-- MATERIAL FOR THIS TASK start --

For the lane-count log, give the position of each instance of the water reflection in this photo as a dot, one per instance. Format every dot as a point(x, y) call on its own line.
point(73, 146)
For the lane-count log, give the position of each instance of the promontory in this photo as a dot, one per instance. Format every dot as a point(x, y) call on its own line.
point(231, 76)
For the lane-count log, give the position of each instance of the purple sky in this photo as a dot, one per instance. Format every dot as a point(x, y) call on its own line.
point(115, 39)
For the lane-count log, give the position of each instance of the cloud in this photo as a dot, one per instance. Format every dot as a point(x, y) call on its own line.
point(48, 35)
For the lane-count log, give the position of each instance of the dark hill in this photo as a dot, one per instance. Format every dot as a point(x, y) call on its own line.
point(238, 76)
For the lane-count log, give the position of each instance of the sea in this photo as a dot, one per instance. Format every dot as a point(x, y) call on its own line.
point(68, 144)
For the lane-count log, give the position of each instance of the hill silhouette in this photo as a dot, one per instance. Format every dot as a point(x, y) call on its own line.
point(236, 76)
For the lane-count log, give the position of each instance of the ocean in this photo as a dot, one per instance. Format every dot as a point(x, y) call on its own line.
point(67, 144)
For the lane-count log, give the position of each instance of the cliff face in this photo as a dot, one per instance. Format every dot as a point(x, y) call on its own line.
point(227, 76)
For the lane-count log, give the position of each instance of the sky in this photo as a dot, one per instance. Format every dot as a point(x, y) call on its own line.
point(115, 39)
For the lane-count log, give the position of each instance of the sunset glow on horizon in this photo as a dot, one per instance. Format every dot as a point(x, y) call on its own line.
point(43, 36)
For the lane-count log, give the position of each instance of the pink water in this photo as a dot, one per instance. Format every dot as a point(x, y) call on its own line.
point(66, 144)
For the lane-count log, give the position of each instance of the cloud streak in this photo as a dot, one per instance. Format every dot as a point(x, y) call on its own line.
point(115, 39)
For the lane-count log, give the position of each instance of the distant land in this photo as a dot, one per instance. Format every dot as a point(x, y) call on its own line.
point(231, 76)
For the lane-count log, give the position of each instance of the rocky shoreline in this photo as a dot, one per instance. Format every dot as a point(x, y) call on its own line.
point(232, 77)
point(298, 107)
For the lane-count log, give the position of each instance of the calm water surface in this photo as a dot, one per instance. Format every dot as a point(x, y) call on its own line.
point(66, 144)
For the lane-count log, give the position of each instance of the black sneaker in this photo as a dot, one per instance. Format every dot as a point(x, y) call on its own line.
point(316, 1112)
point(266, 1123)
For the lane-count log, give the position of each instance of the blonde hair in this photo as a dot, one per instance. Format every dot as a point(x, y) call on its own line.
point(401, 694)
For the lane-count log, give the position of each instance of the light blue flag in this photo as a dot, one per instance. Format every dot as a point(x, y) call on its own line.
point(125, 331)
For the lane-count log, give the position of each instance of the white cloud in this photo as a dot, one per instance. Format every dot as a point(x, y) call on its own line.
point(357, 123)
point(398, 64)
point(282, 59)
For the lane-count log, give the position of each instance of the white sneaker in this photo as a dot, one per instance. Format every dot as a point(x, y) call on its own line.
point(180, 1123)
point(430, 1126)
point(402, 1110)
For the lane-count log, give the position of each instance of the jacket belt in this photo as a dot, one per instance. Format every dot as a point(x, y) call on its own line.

-- MATERIAL FOR THIS TASK end --

WHAT YOU SHOULD DO → Duplicate the material above from the line containing "of the cliff" through the line containing "point(227, 76)", keeping every character of both lines unchanged.

EXERCISE SOLUTION →
For the lane-count log, give the position of each instance of the cliff face in this photo as a dot, one per instance. Format every dot as a point(x, y) call on its own line.
point(227, 76)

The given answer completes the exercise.